Stated task> Please quote the passage on the knowledge graph word for word, between "We also queried" and "from Blazegraph Workbench.", inclusive.

Extract to read>
==============================

We also queried the (cq5a) different ethnicities and races data available in the system and the (cq5b) institute that was ranked fifth in graduating doctorates from Black or African American race. Figures 13 and 14 demonstrate the respective results obtained from Blazegraph Workbench.

6. Discussion

This paper demonstrates a semiautomated process of generating the InDO knowledge graph based on the Institute Demographic Ontology. This process provides a scalable knowledge graph model aimed toward a comprehensible resource incorporating various demographics (sex, functional limitations, citizenship status, ethnicity and age.) The semiautomation process had its own challenges, from accessing the highly interlinked data provided by NSF SED survey 2019 results tables to finding a feasible and scalable process of creating the required knowledge using InDO, from ingesting summary statistics data to the process of connecting our database with other established Web sources, while keeping the knowledge graph clean and compact. We restructured the NSF SED 2019 survey result data tables from a highly interlinked table format to a simple table format. Restructuring the tables made processing and accessing the summary statistics data easier. This solution required the addition of a new class, “indo:All” as a subclass of “indo:Sex” under the demographic class, hence, resulting in InDO extension. The new induced class stored the total number of doctoral recipients, whether for an institute or for a broad field of study offered by an institute. The semiautomation process included the creation of a new table consisting of the 2019 doctoral granting US institutes and their respective Wikidata links. These links were used as the institute’s identifier, resulting in data connection across tables, maintaining consistency and preventing instance duplication. We also used the aggregation method to empower cohort visibility and keep track of students who are part of multiple groups. This method was implemented in the customized SETLr script for ingesting our current summary statistics data based on the number of doctoral recipients. Figure 6 illustrates the use of this method to create collections/groups/sets.

The customized SETLr script allowed quick data ingestion from our created institute’s table and the preprocessed 2019 NSF SED 2019 survey’s Tables 1, 3, 4 and 9. Even though these tables contain the top 50 and top 20 institutes based on total doctoral recipients and provide the total number of male/female doctoral recipients information, and the number of students for five ethnicity and race groups for a five-year period, it allows us to understand the general approach to expand and incorporate the required data available across 72 tables as part of NSF SED 2019 survey analysis report. Consistency of the generated knowledge graph was tested using the Protégé – 5.5.0 built-in Pellet reasoner. The current customized SETLr code used to create the semiautomatically generated InDO knowledge graph provides a mechanism to generate a machine-readable format of the NSF Survey of Earned Doctorates summary statistical data, originally provided in a highly interlinked and nonmachine processable format on the NSF website, without compromising the anonymity of the historically US underrepresented graduate student community.

==============================

Data provided>
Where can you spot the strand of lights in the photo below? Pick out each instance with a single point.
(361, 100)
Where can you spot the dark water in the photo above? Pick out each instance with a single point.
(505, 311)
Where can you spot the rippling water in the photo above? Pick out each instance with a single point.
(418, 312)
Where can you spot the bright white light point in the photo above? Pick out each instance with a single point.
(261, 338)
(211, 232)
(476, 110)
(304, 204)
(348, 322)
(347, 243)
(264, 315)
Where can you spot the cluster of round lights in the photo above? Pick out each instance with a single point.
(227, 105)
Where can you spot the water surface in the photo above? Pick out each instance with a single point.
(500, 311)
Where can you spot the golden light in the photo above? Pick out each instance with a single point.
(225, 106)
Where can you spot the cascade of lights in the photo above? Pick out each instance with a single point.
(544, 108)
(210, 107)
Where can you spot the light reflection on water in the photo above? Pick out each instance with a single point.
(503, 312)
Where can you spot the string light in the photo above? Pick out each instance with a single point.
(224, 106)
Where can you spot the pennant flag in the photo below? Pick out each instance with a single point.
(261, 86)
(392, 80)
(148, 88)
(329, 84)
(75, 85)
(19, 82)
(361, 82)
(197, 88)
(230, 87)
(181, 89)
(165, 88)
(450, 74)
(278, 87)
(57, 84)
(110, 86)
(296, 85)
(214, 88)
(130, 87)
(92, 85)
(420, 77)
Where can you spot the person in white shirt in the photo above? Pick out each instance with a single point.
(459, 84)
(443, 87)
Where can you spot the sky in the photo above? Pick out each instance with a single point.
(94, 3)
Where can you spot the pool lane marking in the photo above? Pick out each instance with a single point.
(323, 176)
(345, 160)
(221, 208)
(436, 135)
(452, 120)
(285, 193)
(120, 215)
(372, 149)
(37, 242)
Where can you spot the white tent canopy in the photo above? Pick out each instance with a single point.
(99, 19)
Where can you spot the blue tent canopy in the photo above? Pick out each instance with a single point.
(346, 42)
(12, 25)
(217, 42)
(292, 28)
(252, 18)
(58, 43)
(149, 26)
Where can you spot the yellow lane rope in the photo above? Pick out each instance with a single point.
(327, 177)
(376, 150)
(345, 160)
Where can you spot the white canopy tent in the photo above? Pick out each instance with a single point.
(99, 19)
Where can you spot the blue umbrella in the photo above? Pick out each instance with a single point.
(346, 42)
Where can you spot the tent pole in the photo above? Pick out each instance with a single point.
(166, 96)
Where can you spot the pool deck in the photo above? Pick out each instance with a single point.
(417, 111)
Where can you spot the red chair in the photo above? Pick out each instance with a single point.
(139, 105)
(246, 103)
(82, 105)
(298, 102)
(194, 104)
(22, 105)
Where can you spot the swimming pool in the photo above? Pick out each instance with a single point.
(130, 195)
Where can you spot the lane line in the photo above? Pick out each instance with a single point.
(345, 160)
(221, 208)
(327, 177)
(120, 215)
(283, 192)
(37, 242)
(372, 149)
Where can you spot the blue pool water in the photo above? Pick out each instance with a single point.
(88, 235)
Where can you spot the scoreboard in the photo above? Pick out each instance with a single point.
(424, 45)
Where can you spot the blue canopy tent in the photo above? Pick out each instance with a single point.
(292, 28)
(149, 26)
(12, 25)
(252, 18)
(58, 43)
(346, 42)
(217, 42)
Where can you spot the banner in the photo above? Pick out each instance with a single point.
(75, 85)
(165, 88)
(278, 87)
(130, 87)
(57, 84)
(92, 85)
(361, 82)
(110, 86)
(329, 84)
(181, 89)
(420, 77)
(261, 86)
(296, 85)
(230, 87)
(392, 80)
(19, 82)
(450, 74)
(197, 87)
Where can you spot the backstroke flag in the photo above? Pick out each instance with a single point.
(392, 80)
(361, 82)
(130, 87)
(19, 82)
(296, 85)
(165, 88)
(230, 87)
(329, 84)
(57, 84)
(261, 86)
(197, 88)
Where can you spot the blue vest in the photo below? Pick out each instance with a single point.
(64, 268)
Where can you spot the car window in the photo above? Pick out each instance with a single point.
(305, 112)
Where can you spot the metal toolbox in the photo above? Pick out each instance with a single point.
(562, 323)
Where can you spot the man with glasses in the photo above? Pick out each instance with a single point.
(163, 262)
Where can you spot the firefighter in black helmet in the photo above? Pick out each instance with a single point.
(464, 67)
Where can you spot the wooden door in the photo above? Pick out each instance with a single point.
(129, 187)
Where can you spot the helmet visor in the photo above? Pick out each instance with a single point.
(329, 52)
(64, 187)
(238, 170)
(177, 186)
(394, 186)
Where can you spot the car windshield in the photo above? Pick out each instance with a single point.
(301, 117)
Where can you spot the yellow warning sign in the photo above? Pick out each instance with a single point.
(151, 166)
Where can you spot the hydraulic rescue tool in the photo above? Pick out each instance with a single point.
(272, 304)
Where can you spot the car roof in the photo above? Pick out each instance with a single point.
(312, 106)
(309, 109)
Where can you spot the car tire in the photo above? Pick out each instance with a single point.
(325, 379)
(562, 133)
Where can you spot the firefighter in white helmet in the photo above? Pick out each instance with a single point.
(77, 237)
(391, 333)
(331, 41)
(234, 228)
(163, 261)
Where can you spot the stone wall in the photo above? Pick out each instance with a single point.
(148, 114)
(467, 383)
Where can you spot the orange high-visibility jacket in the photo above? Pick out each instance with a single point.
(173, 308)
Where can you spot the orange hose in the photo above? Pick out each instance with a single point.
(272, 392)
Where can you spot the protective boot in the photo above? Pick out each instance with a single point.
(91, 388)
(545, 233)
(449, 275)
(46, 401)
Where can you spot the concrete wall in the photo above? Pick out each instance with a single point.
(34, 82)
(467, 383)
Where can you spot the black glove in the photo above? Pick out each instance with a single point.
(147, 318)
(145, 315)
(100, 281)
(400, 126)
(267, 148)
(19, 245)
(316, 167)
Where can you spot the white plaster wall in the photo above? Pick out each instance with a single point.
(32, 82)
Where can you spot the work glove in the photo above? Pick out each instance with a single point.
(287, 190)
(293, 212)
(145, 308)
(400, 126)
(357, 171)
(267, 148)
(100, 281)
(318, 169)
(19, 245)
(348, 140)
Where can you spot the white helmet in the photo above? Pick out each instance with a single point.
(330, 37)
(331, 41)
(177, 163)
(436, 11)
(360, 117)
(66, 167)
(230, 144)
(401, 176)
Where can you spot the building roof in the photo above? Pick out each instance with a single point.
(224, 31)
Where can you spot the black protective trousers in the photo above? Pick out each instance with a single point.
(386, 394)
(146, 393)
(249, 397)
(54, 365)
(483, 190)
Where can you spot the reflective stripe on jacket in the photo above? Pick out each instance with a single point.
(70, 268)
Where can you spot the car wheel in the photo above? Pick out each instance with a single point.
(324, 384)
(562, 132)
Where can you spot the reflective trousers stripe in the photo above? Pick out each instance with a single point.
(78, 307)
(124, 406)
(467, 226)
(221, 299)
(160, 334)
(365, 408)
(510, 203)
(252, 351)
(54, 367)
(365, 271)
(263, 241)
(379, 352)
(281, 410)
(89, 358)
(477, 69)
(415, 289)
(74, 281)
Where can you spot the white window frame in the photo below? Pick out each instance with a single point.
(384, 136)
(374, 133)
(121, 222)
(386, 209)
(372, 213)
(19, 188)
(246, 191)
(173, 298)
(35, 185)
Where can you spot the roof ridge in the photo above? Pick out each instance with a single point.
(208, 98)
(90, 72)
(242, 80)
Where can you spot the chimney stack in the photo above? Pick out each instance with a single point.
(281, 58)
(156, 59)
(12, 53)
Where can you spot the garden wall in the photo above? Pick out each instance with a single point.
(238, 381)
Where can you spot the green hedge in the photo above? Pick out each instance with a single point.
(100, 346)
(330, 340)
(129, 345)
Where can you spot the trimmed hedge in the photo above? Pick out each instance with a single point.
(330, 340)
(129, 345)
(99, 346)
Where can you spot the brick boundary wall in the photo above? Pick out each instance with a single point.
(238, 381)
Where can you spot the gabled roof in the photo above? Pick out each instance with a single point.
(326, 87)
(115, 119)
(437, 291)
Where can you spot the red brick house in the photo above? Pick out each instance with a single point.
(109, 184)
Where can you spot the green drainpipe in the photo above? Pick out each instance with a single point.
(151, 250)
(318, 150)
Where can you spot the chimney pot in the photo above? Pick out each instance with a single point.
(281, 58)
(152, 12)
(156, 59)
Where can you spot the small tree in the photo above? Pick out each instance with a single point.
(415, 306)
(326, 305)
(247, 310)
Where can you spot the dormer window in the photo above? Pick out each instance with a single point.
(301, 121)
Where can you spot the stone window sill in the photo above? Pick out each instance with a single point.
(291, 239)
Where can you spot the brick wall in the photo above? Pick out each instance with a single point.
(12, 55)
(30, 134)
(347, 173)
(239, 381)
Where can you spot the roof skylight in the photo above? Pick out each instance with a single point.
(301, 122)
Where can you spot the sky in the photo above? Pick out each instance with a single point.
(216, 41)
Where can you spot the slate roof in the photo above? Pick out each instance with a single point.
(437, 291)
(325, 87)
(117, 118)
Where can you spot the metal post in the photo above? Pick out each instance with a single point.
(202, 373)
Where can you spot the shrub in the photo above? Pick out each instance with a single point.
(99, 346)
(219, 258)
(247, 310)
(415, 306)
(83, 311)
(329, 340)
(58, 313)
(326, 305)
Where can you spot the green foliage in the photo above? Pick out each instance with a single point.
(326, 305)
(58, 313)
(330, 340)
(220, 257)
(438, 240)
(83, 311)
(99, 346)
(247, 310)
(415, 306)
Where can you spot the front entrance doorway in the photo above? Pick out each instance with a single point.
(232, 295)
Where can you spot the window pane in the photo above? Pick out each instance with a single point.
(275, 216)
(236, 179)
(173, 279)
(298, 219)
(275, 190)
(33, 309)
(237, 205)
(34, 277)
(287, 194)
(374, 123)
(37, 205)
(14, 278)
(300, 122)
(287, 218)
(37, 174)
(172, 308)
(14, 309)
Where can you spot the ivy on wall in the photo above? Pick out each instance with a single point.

==============================

Output>
We also queried the (cq5a) different ethnicities and races data available in the system and the (cq5b) institute that was ranked fifth in graduating doctorates from Black or African American race. Figures 13 and 14 demonstrate the respective results obtained from Blazegraph Workbench.